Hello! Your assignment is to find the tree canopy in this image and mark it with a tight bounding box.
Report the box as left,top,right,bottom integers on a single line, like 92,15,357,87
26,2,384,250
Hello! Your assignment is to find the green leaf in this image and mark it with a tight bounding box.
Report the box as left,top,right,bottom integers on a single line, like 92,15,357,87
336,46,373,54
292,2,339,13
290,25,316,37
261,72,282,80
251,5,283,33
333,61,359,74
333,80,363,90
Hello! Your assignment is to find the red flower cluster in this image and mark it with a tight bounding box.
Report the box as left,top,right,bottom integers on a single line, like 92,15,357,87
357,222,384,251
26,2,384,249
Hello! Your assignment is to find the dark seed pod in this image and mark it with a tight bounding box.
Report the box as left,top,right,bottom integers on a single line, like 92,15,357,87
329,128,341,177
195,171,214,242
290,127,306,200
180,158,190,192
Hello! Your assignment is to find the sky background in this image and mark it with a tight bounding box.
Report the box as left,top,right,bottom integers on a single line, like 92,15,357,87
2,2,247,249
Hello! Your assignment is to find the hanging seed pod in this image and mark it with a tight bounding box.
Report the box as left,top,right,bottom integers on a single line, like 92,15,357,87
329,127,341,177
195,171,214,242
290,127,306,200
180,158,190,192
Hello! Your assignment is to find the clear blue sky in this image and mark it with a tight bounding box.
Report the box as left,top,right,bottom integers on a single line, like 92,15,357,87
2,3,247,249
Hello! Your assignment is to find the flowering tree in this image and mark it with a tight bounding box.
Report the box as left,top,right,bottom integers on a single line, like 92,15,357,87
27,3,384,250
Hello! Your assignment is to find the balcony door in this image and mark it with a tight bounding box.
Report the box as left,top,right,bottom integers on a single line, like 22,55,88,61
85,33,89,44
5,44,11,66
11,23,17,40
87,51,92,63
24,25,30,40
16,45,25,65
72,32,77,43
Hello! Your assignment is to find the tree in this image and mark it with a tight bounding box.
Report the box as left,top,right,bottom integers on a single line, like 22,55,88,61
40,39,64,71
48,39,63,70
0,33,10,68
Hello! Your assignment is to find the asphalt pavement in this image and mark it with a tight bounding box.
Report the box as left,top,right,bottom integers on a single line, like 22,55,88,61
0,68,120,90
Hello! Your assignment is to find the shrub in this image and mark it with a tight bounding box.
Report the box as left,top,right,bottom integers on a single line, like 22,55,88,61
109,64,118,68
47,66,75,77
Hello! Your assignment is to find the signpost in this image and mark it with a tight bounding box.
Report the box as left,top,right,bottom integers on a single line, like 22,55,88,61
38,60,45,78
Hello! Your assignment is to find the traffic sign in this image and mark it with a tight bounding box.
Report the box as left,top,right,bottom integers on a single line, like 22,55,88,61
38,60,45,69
--
▶ Given problem: Can you write out all the rows above again, switching "tight bounding box" to "close-fitting bounding box" wherever it appears and leaving everything else unchanged?

▶ The solution:
Hello! Your assignment is to find the tree canopy in this image and mark it with a close-fitting bounding box.
Report the box as left,top,right,bottom integers on a single line, like 92,15,357,87
26,2,384,250
Hello! Your assignment is to find the green leaf in this image and mark it with a close-fitting bounding box.
Report the box as left,top,right,bottom integers on a single line, like 92,15,357,87
336,46,373,54
292,2,339,13
290,25,316,37
261,72,282,80
251,5,283,33
333,61,359,74
333,80,363,90
Hello! Your assignment is to find the red flower cluster in this image and mark it with a close-fitting bounding box.
Report the box as left,top,right,bottom integers on a single line, like 92,15,357,87
357,222,384,251
26,2,384,249
Hello! Your assignment is to find the dark seed pod in this image and mark it with a close-fitting bounding box.
Report the box as left,top,right,bottom integers on a single line, like 92,15,357,87
329,128,341,177
195,171,214,242
290,127,306,200
180,158,190,192
Hello! Your assignment is to find the sky background in this image and mark it with a close-fitting bounding box.
Report the box as left,top,right,bottom integers on a single line, like 92,15,357,87
2,2,247,249
Hello! Your assignment is to find the hanging seed pod in this image and mark it with a close-fitting bounding box.
Report the box as left,top,right,bottom integers on a single line, like 92,15,357,87
329,127,341,177
195,171,214,242
290,127,306,200
180,158,190,192
Hello! Your assignment is to find the clear blue sky in this image and mark it with a close-fitting bounding box.
Report the box as left,top,right,bottom integers on a single line, like 92,15,357,87
2,3,247,249
Hello! Your assignment is to find the flowering tree in this image and mark it with a close-fitting bounding box.
Report the box as left,top,right,bottom integers on a single line, like 92,15,357,87
27,3,384,250
Hello! Your assignment is to find the balcony door in this image and mark it with a close-fitting bounding box.
Report the box as left,top,right,bottom integers on a single line, like 22,55,88,61
85,33,89,44
5,44,11,66
11,23,17,40
87,51,92,63
24,25,30,40
16,45,25,65
72,32,77,43
Hello! Your assignment is to find the tree in this image and mark it with a close-fitting bounding box.
Report the box as left,top,right,bottom integers on a single line, like 22,55,88,61
40,39,64,71
48,39,63,70
0,33,10,68
Hello! Your assignment is to find the asphalt pavement in this image and mark it with a close-fitting bounding box.
Report the box as left,top,right,bottom integers on a single line, like 22,55,88,61
0,68,120,90
Hello! Your assignment is to find the shrub in this image and mark it with a close-fitting bounding box.
Report the box as left,top,right,bottom integers on a single line, like 22,55,88,61
109,64,118,68
47,66,75,77
Hello! Your assignment is to find the signpost in this image and mark it with a close-fitting bounding box.
Report the box as left,top,right,bottom integers on a single line, like 22,55,88,61
38,60,45,78
Hello! Your assignment is to find the traffic sign in this image and mark it with a close-fitting bounding box.
Report the box as left,top,right,bottom integers on a single line, like 22,55,88,61
38,60,45,69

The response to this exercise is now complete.